* [Task prompt]: Write out the records word for word, beginning at the line that contains "Target: spiraea plant" and stopping after the last line of the records.
━━ Listed records ━━
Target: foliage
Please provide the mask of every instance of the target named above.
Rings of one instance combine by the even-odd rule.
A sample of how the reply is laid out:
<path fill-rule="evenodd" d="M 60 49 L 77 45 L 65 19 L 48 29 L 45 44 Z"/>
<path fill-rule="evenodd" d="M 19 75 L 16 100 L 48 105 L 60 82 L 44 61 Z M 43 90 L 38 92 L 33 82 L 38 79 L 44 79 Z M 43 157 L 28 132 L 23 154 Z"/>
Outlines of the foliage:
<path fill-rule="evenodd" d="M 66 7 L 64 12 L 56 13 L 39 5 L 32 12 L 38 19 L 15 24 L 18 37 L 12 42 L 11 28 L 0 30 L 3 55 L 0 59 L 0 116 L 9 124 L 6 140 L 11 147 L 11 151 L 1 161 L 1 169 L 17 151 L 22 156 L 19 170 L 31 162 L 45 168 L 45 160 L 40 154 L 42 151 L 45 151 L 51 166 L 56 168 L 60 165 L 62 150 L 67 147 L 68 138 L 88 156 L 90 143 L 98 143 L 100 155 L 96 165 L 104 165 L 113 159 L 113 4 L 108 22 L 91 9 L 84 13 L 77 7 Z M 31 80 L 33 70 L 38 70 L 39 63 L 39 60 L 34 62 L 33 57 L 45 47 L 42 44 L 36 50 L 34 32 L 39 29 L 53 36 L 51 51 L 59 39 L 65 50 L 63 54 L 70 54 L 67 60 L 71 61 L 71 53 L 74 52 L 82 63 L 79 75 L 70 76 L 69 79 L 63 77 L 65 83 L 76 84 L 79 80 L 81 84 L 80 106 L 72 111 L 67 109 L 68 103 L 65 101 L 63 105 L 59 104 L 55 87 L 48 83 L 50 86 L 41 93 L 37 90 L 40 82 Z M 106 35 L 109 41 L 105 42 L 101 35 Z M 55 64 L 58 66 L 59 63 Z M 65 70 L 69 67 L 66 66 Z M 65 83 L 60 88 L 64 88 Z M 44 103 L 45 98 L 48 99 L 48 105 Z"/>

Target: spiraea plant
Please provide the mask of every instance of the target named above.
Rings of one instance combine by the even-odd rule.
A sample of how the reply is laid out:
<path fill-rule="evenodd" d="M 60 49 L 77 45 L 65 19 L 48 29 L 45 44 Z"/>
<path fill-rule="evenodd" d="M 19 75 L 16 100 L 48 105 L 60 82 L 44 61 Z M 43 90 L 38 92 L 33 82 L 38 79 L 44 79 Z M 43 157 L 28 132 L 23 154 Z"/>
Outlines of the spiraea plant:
━━━
* [Response]:
Target: spiraea plant
Please provide the mask of every instance of the target named above.
Rings of one instance combine by the even-odd rule.
A sample of how the reply is laid out:
<path fill-rule="evenodd" d="M 60 49 L 77 45 L 65 19 L 48 29 L 45 44 Z"/>
<path fill-rule="evenodd" d="M 19 75 L 16 100 L 48 105 L 60 82 L 44 61 Z M 43 90 L 38 92 L 33 82 L 38 79 L 44 79 Z M 43 157 L 28 132 L 23 154 Z"/>
Outlines of the spiraea plant:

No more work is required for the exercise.